PETUNJUK PENGERJAAN:
a - Salin bagian kutipan tentang peran keluarga, mulai dari "Keluarga berperan dalam" dan terus sampai "kesehatan (Sari, 2019).".
b - Menurut kutipan tentang peran keluarga, apa peran keluarga bagi pasien TB paru?
c - Bagaimana terjemahan kalimat "Keluarga berperan dalam memotivasi dan mendukung pasien TB paru untuk berobat secara teratur." dari kutipan tentang peran keluarga ke dalam bahasa Inggris?

KUTIPAN TEKS:

Keluarga berperan dalam memotivasi dan mendukung pasien TB paru untuk
berobat secara teratur. Adanya faktor tersebut dapat mempengaruhi perilaku
minum obat pasien sehingga dapat mendukung jalannya pengobatan secara teratur
sampai pasien dinyatakan sembuh oleh petugas kesehatan (Sari, 2019).

DAFTAR MATERI:

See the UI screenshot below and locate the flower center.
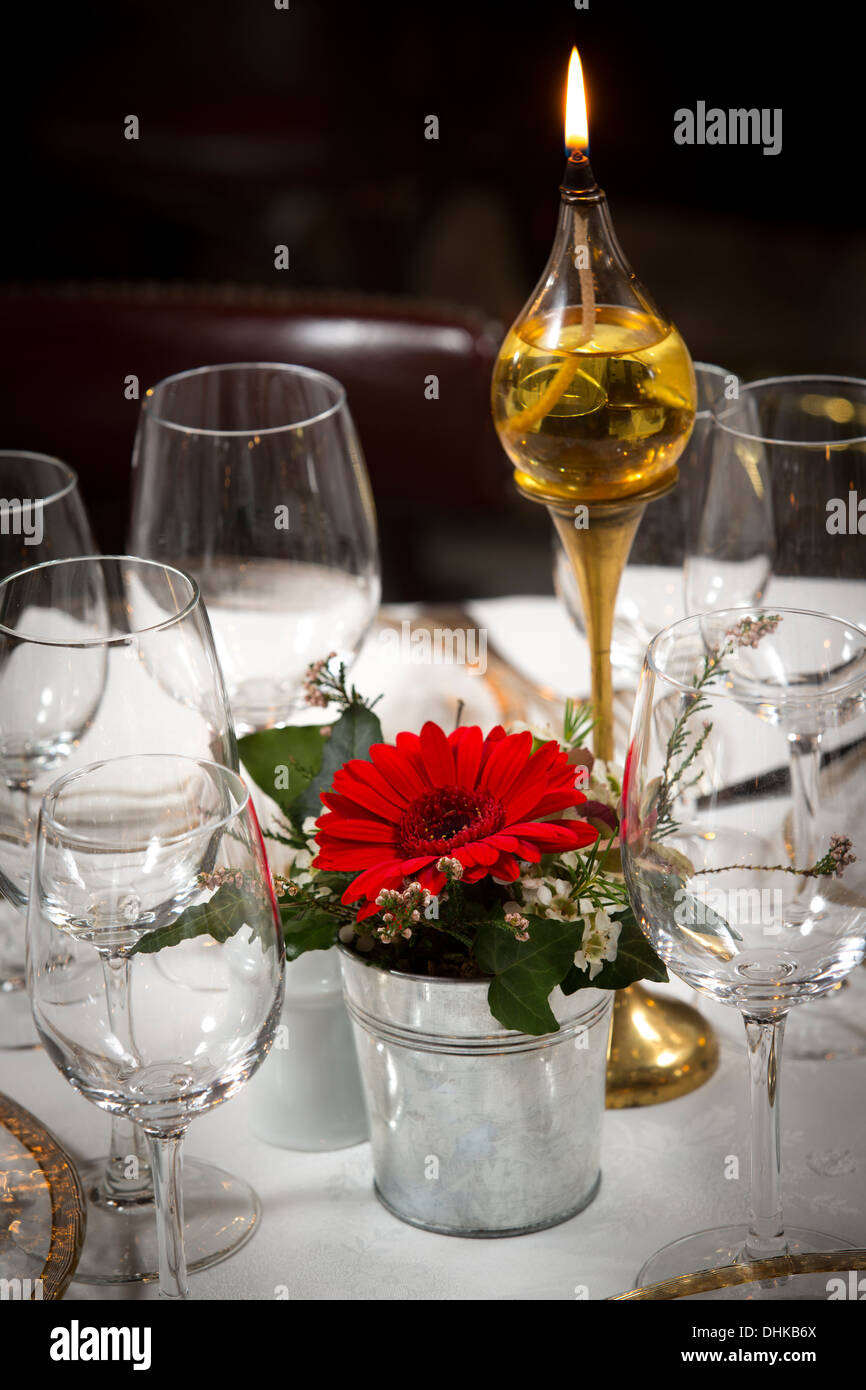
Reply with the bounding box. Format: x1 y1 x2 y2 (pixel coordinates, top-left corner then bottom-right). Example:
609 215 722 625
400 787 505 858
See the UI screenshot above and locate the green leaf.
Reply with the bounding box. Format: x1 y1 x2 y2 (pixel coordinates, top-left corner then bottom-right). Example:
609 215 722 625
128 884 275 955
294 702 382 817
562 908 667 994
279 902 339 960
238 724 325 819
475 917 582 1037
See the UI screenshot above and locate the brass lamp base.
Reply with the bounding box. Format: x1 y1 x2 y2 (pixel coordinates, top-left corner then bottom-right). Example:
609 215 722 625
606 984 719 1111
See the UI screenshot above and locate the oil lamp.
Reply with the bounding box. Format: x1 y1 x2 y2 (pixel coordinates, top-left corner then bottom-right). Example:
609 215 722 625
492 49 717 1106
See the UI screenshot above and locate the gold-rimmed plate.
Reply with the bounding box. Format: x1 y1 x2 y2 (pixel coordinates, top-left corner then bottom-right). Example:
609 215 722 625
610 1250 866 1302
0 1094 85 1300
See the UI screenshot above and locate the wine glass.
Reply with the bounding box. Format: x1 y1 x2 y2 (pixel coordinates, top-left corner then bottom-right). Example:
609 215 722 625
0 449 96 1011
0 449 96 578
28 753 284 1298
0 556 260 1283
701 377 866 1061
621 609 866 1284
553 361 770 689
129 363 379 733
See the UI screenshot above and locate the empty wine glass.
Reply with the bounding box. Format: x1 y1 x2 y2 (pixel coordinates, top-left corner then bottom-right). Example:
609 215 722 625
0 556 260 1283
708 377 866 1059
0 449 96 578
129 363 379 733
28 753 284 1298
621 609 866 1295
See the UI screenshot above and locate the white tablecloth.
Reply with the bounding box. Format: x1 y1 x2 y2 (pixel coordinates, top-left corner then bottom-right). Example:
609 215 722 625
0 581 866 1300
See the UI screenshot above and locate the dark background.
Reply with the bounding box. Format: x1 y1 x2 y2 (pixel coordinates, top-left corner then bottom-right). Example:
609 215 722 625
0 0 866 596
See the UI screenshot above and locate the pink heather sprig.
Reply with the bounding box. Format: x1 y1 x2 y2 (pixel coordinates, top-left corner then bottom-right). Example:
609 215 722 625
505 912 530 941
303 652 336 709
373 880 432 942
436 855 463 883
724 613 781 648
812 835 856 878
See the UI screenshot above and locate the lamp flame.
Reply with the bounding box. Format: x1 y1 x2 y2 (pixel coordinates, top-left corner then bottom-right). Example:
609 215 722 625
566 49 589 153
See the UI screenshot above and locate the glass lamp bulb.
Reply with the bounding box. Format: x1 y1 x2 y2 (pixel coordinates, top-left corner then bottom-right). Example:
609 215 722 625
492 170 696 507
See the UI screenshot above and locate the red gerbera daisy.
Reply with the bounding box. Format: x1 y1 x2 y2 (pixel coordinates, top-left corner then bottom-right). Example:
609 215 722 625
313 723 598 920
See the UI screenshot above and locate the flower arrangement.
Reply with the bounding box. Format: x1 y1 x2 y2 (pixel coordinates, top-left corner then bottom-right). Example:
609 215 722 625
233 657 667 1036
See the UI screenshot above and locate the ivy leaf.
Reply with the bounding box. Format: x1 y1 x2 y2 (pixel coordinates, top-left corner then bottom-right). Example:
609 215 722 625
128 883 274 955
295 701 382 817
238 724 325 819
475 917 582 1037
279 902 339 960
562 908 667 994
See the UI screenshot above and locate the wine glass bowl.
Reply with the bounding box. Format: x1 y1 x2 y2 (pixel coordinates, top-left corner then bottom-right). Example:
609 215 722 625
621 609 866 1283
28 755 284 1297
0 449 96 578
131 363 379 733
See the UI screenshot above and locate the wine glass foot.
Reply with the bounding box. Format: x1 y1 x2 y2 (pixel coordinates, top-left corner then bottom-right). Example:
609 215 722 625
635 1226 855 1298
0 987 40 1051
785 966 866 1062
75 1158 261 1284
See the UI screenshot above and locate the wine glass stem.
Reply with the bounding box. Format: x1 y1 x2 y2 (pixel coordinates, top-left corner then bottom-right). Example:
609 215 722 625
147 1130 189 1298
744 1015 787 1259
788 734 822 861
97 954 153 1204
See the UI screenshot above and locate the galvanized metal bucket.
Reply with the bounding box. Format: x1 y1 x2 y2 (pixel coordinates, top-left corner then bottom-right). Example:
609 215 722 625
341 948 613 1237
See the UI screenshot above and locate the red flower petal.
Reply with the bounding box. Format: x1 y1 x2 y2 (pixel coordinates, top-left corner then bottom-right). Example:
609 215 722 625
421 720 457 787
448 724 484 788
370 744 427 801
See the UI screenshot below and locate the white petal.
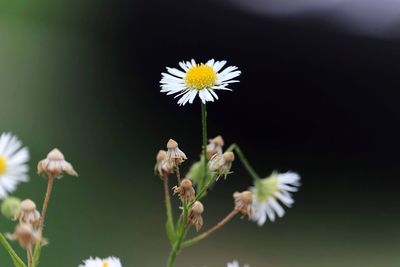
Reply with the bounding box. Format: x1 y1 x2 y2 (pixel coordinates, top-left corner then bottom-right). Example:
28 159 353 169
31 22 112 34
167 67 186 78
214 60 226 72
268 197 285 217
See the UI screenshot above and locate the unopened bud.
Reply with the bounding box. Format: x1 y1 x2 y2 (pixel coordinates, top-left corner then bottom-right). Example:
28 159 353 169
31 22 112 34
37 148 78 178
187 201 204 231
166 139 187 169
233 191 254 218
1 197 21 219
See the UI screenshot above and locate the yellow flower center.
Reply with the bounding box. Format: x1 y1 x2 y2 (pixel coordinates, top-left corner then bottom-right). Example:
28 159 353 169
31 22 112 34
0 156 7 175
185 63 217 90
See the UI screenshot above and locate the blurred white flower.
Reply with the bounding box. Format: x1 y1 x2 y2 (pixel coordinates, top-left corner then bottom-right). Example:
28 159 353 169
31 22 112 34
160 59 241 106
0 133 29 199
251 172 300 226
79 257 122 267
226 261 250 267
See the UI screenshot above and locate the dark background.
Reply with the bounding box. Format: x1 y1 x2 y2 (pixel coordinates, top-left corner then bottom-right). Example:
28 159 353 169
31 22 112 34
0 0 400 267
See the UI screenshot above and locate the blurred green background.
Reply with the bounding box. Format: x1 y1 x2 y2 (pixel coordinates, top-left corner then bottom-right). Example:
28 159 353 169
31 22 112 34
0 0 400 267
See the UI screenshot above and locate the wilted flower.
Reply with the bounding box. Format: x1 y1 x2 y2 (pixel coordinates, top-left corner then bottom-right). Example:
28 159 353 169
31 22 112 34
79 257 122 267
207 135 224 159
187 201 204 231
0 133 29 199
172 178 196 201
37 148 78 178
160 59 241 105
233 191 254 218
166 139 187 168
1 197 21 219
208 152 235 180
251 172 300 226
226 261 250 267
16 199 40 226
154 150 172 177
6 223 43 248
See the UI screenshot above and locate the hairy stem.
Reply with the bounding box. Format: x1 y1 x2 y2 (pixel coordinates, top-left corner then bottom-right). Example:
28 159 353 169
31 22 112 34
163 174 175 241
167 201 189 267
200 103 208 192
0 233 26 267
226 144 260 180
182 209 239 248
175 165 181 185
39 176 55 233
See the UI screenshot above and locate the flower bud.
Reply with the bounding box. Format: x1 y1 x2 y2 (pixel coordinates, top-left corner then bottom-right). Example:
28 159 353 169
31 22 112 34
207 135 224 159
187 201 204 231
37 148 78 178
6 223 42 248
233 191 254 218
1 197 21 219
208 152 235 180
16 199 40 227
166 139 187 168
154 150 172 177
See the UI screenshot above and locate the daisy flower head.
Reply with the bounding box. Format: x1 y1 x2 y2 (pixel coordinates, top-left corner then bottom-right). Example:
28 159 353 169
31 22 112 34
0 133 29 199
79 257 122 267
250 172 300 226
160 59 241 106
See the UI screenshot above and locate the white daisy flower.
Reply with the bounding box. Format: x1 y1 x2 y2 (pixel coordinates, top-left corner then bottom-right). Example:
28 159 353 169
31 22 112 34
79 257 122 267
226 261 250 267
160 59 241 106
0 133 29 199
250 172 300 226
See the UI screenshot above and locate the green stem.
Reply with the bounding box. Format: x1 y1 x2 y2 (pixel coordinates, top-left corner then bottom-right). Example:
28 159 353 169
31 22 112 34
0 233 26 267
181 209 239 249
226 144 260 181
163 174 175 242
167 201 189 267
200 103 208 189
33 243 43 267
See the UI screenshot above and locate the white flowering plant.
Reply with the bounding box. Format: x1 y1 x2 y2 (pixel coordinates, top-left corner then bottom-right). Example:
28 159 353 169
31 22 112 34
154 59 300 267
0 59 300 267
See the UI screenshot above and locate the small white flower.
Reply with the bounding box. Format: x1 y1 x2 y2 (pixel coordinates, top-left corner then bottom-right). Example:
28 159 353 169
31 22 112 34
251 172 300 226
79 257 122 267
226 261 250 267
0 133 29 199
160 59 241 106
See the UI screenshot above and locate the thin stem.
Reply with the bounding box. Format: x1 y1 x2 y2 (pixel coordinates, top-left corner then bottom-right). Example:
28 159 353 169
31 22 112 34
39 176 55 233
182 209 239 248
163 174 175 240
200 103 208 189
175 165 181 185
167 201 189 267
192 176 215 205
26 245 33 267
0 233 26 267
226 144 260 180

JAWABAN SETIAP SOAL:
a -
Keluarga berperan dalam memotivasi dan mendukung pasien TB paru untuk
berobat secara teratur. Adanya faktor tersebut dapat mempengaruhi perilaku
minum obat pasien sehingga dapat mendukung jalannya pengobatan secara teratur
sampai pasien dinyatakan sembuh oleh petugas kesehatan (Sari, 2019).

b - Memotivasi dan mendukung pasien TB paru untuk berobat secara teratur.

c - The family plays a role in motivating and supporting pulmonary TB patients to undergo treatment regularly.